++++ Information supplied

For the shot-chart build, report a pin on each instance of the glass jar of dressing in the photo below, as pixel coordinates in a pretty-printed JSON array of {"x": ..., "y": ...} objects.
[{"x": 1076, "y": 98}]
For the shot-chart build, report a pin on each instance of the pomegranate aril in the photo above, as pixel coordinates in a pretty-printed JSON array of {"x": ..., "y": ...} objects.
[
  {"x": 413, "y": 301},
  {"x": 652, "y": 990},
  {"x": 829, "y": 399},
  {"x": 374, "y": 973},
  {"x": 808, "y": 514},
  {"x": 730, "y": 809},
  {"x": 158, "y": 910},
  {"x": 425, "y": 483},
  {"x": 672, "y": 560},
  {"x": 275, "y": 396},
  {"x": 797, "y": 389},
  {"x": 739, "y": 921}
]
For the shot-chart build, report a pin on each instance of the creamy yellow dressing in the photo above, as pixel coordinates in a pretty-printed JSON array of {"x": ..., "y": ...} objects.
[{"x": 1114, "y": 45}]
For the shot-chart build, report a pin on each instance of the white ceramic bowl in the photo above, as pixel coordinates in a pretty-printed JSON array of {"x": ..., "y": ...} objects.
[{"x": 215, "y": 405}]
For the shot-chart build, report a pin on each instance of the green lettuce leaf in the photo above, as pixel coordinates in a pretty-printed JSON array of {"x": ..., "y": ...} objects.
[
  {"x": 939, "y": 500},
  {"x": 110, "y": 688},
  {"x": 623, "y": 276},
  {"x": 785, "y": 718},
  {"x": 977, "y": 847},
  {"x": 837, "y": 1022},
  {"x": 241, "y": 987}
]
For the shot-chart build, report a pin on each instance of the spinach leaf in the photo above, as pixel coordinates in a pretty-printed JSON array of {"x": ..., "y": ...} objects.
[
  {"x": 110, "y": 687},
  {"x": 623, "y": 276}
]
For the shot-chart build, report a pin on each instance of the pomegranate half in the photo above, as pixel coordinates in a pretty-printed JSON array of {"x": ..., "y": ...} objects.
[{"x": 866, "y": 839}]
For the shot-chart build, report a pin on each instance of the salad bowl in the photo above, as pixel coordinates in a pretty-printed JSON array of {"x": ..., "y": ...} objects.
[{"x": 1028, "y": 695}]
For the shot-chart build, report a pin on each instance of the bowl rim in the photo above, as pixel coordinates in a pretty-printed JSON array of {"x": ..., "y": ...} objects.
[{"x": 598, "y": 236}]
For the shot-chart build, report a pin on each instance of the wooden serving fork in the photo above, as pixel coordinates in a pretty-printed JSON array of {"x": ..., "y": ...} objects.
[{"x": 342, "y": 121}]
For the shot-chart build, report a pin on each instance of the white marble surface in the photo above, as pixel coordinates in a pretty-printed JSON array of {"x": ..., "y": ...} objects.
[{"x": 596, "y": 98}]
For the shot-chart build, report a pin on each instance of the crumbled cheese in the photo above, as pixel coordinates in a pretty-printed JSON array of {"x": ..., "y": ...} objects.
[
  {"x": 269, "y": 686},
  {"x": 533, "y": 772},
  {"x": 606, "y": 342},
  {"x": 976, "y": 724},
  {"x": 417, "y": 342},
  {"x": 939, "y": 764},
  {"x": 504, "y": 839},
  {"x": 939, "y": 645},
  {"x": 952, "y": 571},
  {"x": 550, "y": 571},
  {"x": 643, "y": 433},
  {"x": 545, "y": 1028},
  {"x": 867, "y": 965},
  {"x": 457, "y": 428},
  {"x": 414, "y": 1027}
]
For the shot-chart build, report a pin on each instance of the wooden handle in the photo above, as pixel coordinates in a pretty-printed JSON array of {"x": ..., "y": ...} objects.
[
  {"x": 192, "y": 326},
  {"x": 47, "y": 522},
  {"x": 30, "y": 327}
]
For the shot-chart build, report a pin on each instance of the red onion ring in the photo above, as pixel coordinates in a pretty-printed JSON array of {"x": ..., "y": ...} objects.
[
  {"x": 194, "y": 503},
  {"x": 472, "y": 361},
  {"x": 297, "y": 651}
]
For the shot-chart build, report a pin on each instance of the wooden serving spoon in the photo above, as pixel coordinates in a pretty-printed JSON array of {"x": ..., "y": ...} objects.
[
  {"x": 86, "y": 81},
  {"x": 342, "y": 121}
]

++++++++

**Exercise brief:** Exactly what appears above must be set down again in full.

**Solution to this task:**
For the shot-chart build, report a pin on each instance of the glass jar of dressing in the photo below, as pixel coordinates in a pretty-printed JSON array of {"x": ..., "y": ...} objects.
[{"x": 1076, "y": 98}]
For the shot-chart build, report a pin on each instance of the pomegranate aril in the photo above, as pixel coordinates in a pretty-printed JSON array of {"x": ..., "y": ...} objects.
[
  {"x": 413, "y": 301},
  {"x": 652, "y": 990},
  {"x": 829, "y": 399},
  {"x": 374, "y": 973},
  {"x": 808, "y": 514},
  {"x": 730, "y": 809},
  {"x": 158, "y": 910},
  {"x": 425, "y": 483},
  {"x": 672, "y": 560},
  {"x": 275, "y": 396},
  {"x": 797, "y": 389},
  {"x": 739, "y": 921}
]
For the shot-chart build, report a pin on each instance of the creamy yellow dressing in the photo above, as pixel coordinates in a pretty-printed JSON array of {"x": ..., "y": ...} objects.
[{"x": 1114, "y": 45}]
For the shot-chart build, report a pin on each instance of the white ceramic bowl in the photo above, as pixel coordinates in a pretty-printed JSON array of {"x": ..., "y": ...} objects.
[{"x": 215, "y": 405}]
For the shot-chart build, report a pin on each instance of the green lettuce leaf in the photo above, as pixel coordinates in a pretty-printed JSON array of {"x": ..., "y": ...} objects.
[
  {"x": 939, "y": 500},
  {"x": 110, "y": 688},
  {"x": 623, "y": 276},
  {"x": 785, "y": 718},
  {"x": 977, "y": 847},
  {"x": 837, "y": 1022},
  {"x": 241, "y": 987}
]
For the shot-chart build, report a pin on each instance of the spinach leaf in the photo above, as pixel coordinates in a pretty-printed JSON array of {"x": ..., "y": ...} objects.
[
  {"x": 110, "y": 687},
  {"x": 623, "y": 276}
]
For the shot-chart build, report a pin on each instance of the pomegranate half in the photo above, as pixel coordinates in a pretty-printed JSON array of {"x": ..., "y": ...} objects.
[{"x": 866, "y": 839}]
For the shot-chart build, report a pin on each instance of the salad bowl in the photo above, as pixel coordinates in a pretty-printed JSON array of {"x": ..., "y": ...} objects.
[{"x": 1028, "y": 695}]
For the shot-chart build, report a pin on each instance of the bowl rim in the photo above, as pixel coordinates in a pretty-printed JSON array of {"x": ..., "y": ...} objects.
[{"x": 598, "y": 236}]
For the shot-chart build, report a pin on each instance of the wooden serving fork in the photo above, as pixel coordinates in a pretty-printed JSON array of {"x": ..., "y": ...} objects.
[{"x": 342, "y": 121}]
For the shot-chart build, report a pin on each instance of the white marble surface in the photo above, as pixel coordinates in a pretty-printed JSON array of {"x": ..., "y": ...} objects.
[{"x": 596, "y": 98}]
For the shot-chart build, report a pin on each instance of the crumbled cheese in the photo above, as pixel coordinates in a pretty-printed JSON array of {"x": ..., "y": ...} objects.
[
  {"x": 269, "y": 686},
  {"x": 533, "y": 772},
  {"x": 606, "y": 342},
  {"x": 976, "y": 724},
  {"x": 417, "y": 342},
  {"x": 939, "y": 764},
  {"x": 504, "y": 839},
  {"x": 939, "y": 645},
  {"x": 952, "y": 571},
  {"x": 550, "y": 571},
  {"x": 643, "y": 433},
  {"x": 545, "y": 1028},
  {"x": 867, "y": 965},
  {"x": 457, "y": 428},
  {"x": 414, "y": 1027}
]
For the shot-chart build, report a pin on each instance of the wooden handle in the photo above, as pixel coordinates in a pretty-printed JSON array of {"x": ..., "y": ...} objects.
[
  {"x": 192, "y": 326},
  {"x": 47, "y": 522},
  {"x": 30, "y": 327}
]
For the shot-chart build, report a pin on each instance of the red onion ring in the photo above, as pixel coordinates in a pretty-printed JSON array of {"x": ..., "y": ...} objects.
[
  {"x": 194, "y": 503},
  {"x": 472, "y": 361},
  {"x": 297, "y": 651}
]
For the shot-chart build, report a pin on each instance of the wooden serving spoon in the photo above, as pixel coordinates in a pretty-printed JSON array of {"x": ..., "y": ...} objects.
[
  {"x": 86, "y": 81},
  {"x": 342, "y": 121}
]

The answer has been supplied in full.